● **EXERCISE OBJECTIVE**:
Collect all lines containing the word "small" from the data.

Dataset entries
#####

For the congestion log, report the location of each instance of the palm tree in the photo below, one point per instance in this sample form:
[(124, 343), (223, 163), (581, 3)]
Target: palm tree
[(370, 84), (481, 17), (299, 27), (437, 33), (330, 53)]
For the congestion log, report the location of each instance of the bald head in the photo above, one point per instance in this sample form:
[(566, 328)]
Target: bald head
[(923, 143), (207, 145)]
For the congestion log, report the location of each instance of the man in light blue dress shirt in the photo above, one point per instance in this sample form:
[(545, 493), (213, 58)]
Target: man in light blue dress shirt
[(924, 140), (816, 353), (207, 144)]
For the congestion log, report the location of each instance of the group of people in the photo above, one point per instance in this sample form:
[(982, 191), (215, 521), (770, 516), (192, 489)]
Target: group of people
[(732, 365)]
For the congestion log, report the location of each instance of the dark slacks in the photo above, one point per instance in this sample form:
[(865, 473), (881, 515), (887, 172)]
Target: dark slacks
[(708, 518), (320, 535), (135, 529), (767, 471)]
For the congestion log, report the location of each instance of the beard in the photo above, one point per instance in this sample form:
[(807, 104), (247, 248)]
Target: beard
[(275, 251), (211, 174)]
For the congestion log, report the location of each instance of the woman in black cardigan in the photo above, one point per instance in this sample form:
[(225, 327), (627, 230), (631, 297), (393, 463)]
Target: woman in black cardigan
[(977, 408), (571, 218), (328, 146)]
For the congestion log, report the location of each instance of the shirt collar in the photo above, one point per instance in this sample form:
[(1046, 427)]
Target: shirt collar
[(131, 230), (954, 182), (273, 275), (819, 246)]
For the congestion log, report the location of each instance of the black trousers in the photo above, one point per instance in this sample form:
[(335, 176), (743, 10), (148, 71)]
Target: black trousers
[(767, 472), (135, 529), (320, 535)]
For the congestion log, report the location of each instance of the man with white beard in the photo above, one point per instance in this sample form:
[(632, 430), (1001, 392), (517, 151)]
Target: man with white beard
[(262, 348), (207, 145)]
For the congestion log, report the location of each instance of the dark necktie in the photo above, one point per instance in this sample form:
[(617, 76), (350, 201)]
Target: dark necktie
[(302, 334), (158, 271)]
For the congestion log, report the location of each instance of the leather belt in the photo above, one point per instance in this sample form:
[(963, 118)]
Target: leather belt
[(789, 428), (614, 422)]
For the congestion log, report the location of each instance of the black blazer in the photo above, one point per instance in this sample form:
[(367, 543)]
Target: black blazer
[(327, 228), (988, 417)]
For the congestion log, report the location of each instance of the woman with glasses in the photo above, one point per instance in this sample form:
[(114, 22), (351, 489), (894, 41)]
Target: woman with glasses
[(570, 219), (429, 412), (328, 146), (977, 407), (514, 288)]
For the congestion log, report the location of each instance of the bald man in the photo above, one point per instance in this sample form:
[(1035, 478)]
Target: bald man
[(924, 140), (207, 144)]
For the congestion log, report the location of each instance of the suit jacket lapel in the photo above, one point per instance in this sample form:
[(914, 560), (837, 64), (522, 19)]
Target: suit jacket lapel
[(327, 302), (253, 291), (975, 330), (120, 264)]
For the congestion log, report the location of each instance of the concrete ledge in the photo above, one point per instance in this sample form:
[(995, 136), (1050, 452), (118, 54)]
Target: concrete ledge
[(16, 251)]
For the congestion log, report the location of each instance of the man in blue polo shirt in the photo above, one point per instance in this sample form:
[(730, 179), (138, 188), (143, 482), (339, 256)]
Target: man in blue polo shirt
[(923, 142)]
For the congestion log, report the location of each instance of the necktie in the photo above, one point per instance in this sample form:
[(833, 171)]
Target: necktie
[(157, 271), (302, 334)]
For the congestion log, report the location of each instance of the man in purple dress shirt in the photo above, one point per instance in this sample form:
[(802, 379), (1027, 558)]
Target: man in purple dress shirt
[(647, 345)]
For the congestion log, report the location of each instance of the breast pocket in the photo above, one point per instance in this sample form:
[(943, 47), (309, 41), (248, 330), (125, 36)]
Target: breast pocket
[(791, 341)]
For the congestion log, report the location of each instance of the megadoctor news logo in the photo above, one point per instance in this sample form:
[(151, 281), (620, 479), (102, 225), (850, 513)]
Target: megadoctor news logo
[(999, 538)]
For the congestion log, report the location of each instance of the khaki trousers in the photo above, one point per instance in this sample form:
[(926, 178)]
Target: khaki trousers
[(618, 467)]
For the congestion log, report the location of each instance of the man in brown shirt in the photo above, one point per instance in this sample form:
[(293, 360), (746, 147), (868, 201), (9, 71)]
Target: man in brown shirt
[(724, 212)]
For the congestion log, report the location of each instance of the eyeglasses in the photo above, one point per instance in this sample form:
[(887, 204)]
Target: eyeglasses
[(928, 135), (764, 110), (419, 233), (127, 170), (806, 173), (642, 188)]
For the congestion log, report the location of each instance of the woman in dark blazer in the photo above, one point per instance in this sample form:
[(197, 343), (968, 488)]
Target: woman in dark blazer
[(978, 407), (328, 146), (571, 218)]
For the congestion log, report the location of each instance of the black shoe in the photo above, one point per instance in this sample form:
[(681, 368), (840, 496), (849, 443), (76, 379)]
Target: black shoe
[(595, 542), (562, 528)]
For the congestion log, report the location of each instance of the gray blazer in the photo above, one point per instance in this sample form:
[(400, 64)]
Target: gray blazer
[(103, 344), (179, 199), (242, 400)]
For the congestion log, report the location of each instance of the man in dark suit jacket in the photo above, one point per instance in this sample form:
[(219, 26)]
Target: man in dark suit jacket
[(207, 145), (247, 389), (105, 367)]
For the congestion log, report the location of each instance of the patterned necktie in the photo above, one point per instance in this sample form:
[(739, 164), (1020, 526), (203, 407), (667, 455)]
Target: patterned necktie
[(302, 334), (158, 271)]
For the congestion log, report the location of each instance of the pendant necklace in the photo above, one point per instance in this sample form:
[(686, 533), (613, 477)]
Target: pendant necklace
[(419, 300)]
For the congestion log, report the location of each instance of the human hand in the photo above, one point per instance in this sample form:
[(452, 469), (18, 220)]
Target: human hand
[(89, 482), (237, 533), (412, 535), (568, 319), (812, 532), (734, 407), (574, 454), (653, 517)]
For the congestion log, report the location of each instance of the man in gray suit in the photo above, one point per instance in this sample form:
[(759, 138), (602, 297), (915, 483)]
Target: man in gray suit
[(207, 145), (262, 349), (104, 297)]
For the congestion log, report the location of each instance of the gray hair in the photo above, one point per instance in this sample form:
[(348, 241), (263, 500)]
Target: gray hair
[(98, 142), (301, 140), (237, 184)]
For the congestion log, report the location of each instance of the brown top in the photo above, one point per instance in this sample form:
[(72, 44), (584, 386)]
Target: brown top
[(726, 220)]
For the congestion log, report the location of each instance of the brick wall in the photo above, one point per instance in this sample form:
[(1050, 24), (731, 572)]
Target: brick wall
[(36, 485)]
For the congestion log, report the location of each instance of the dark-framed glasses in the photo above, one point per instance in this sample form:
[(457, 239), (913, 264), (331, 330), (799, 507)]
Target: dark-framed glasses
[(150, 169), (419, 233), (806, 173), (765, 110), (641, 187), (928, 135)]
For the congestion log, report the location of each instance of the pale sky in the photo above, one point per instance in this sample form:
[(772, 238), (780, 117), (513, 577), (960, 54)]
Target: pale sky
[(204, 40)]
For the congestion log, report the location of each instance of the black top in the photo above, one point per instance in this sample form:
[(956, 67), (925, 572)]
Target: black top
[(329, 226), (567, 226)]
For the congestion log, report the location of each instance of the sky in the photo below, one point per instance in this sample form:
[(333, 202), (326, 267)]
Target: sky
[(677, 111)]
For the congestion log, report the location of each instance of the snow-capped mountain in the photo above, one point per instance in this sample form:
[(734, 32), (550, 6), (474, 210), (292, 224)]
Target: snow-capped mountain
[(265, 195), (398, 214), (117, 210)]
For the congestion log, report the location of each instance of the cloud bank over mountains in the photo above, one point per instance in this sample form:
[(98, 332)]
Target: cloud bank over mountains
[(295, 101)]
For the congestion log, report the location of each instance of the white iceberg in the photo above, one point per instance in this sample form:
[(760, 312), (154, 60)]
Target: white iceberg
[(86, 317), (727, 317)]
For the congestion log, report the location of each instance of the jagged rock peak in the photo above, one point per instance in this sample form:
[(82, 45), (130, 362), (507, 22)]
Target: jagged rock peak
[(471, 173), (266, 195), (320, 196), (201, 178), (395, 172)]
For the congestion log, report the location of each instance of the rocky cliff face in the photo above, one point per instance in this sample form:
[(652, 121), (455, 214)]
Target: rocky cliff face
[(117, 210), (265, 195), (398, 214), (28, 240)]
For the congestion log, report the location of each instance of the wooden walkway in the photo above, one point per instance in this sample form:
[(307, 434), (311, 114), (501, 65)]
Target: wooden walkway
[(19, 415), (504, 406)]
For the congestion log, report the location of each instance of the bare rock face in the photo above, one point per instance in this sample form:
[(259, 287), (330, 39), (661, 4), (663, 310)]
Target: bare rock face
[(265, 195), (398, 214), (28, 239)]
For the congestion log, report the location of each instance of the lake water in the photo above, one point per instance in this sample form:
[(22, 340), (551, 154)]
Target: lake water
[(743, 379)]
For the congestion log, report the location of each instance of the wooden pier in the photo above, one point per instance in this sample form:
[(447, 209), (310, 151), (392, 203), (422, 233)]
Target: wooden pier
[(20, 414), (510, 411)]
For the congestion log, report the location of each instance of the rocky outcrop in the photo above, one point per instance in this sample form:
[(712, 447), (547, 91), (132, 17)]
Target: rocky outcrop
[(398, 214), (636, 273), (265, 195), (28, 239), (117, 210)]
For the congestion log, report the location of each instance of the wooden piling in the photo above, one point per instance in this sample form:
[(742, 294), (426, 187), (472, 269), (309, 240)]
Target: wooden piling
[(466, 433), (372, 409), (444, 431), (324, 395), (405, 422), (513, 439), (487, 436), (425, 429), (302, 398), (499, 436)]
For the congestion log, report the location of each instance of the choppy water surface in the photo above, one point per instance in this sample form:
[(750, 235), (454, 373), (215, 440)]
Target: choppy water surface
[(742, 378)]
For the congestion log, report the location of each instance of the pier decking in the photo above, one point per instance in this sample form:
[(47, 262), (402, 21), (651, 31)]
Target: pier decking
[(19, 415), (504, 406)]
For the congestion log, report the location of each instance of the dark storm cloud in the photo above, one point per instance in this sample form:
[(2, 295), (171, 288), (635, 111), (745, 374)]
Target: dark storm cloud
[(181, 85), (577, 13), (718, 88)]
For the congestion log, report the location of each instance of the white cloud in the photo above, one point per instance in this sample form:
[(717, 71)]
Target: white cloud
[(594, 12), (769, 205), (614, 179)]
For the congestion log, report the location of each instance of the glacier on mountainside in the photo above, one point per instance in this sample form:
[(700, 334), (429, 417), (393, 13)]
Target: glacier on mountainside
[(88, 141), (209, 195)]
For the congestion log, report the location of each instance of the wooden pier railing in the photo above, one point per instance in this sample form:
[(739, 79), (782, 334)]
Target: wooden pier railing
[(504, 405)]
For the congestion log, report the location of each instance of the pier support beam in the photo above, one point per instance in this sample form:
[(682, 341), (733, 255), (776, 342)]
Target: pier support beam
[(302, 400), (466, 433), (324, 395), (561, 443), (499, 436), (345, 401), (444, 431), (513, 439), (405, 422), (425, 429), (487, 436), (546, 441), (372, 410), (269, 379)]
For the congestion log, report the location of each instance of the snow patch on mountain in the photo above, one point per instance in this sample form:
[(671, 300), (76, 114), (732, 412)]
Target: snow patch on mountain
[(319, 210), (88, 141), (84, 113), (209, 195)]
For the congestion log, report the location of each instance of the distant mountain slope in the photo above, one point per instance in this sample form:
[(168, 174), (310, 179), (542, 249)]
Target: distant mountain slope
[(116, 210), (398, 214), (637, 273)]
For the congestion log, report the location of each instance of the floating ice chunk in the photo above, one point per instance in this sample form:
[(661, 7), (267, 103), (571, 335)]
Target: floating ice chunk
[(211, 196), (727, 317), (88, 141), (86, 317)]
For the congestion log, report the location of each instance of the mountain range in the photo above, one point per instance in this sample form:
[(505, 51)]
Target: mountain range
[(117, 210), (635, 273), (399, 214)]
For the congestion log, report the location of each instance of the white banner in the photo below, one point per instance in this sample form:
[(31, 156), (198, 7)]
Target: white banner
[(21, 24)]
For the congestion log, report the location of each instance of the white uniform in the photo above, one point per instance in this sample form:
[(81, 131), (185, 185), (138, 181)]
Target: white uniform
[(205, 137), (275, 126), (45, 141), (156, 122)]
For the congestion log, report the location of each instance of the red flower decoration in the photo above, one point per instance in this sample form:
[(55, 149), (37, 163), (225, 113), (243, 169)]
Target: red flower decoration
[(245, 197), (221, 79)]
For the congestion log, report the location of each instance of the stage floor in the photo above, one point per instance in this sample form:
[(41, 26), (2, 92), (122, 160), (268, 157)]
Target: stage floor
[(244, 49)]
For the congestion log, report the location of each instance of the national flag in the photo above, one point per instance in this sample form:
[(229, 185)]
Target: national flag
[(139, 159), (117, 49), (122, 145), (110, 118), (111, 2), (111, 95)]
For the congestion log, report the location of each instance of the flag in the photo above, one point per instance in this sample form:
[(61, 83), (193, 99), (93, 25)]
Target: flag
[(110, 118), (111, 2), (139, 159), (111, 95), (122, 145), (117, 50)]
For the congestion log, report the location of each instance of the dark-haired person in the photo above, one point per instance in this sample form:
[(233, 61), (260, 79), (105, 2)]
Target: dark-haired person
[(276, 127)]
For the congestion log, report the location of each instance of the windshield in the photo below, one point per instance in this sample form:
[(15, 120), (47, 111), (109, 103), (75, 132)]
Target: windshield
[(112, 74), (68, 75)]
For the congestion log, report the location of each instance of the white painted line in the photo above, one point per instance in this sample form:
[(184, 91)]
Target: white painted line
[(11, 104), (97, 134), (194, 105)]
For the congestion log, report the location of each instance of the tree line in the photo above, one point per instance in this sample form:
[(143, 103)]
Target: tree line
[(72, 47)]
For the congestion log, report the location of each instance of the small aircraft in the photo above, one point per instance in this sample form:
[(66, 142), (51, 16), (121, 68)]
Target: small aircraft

#####

● **SOLUTION TO THE PROBLEM**:
For the congestion log, report the location of each instance of the small aircraft in the photo above, one point per instance in this sample form:
Target: small aircraft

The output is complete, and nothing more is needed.